In the recent case of Chen (RYC) v. Chubb Insurance Company of Canada, 2020 ONLAT 19-008582/AABS, the Applicant applied for medical and non-earner benefits pursuant to the SABS after an MVA on September 22, 2017, which resulted in minor injuries including headaches, sprains and strains to her neck, lumbar spine, hip and knee. The Applicant was taken out of the MIG based upon a psychological impairment.
The Applicant disputed the denial of entitlement of non-earner benefits (NEBs), an OCF-18 for physical treatment, an OCF-18 for an attendant care assessment, and an OCF-18 for psychological treatment.
In support of her entitlement to NEBs, the Applicant relied on a Disability Certificate (OCF-3) that indicated she suffered a complete inability to carry on a normal life. Chubb responded with a s. 44 Physiatry Assessment which contradicted the Applicant’s claims and suggested that she had returned to the majority of her pre-accident ADLs. Citing the Court of Appeal’s seminal decision of Heath v Economical, the LAT Adjudicator concluded that the Applicant failed to prove that she met the NEB test.
The Heath test provides that a decision maker is required to consider the Applicant’s activities and life circumstances before the accident to those post-accident. While all of the Applicant’s activities must be considered, greater weight may be placed on activities that were more important to their pre-accident life. The Adjudicator held that the Applicant was able to participate in substantially all, if not all of her pre-accident ADLs.

(WHAT YOU WILL DO)
Please write what comes next in the summary of the Chen v. Chubb Insurance benefits case, starting after its last sentence. The lines after this summary have nothing to do with it.

(RECORDED INFORMATION)
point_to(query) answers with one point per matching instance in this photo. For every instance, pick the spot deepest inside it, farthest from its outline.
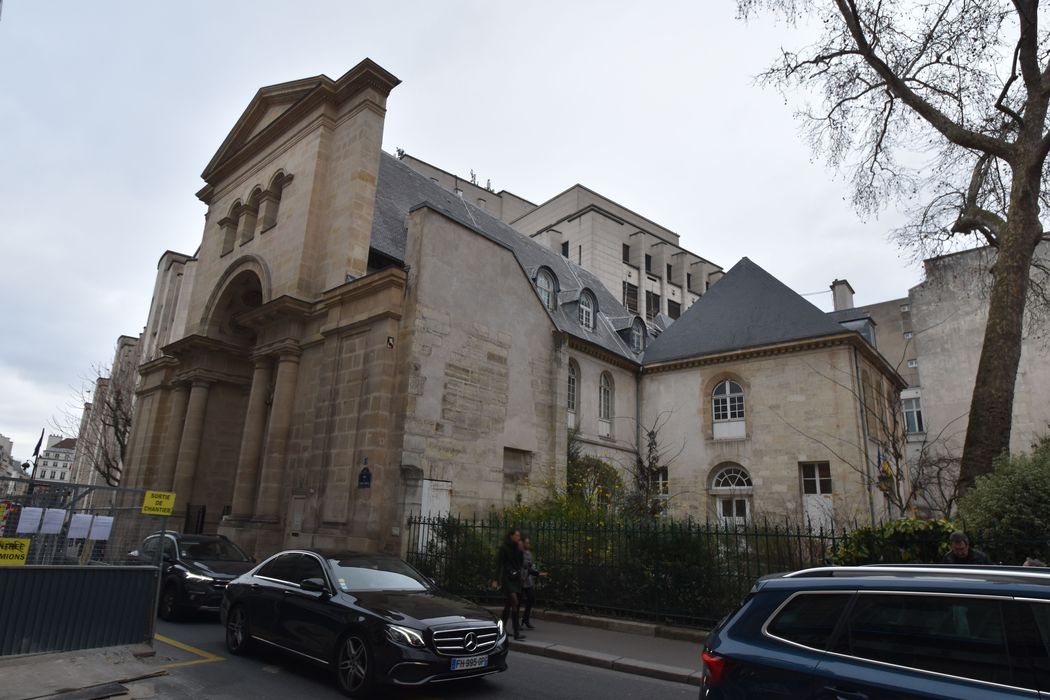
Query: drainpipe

(RESPONSE)
The OCF-18s were found not reasonable and necessary. The Applicant did not require further facility-based treatments as indicated in the s. 44 IE Reports relied upon by Chubb. The Adjudicator stated that there was no indication that her daily activities or life circumstances were significantly impacted as a result of psychological impairments alleged in the OCF-18. The evidence relied on by the Applicant regarding attendant care was questionable as the Applicant was independent in her self-care.
This case reiterates that the onus of proof lies with the Applicant. On these MIG-escape type matters, it is important to strategically plan out a productions strategy which enhances the defence of the LAT Application without strengthening the Applicant’s evidence. With most MIG-escape matters proceeding in writing, efficient written advocacy remains vital.
The decision of LAT Adjudicator Derek Grant was released on December 29, 2020:
Chen v Chubb Insurance Company of Canada, 2020 CanLII 103700 (ON LAT), <http://canlii.ca/t/jccg3>
Schultz Frost LLP represented the Respondent, Chubb Insurance Company of Canada. Defence counsel included Jason Frost and Modasir Rajabali.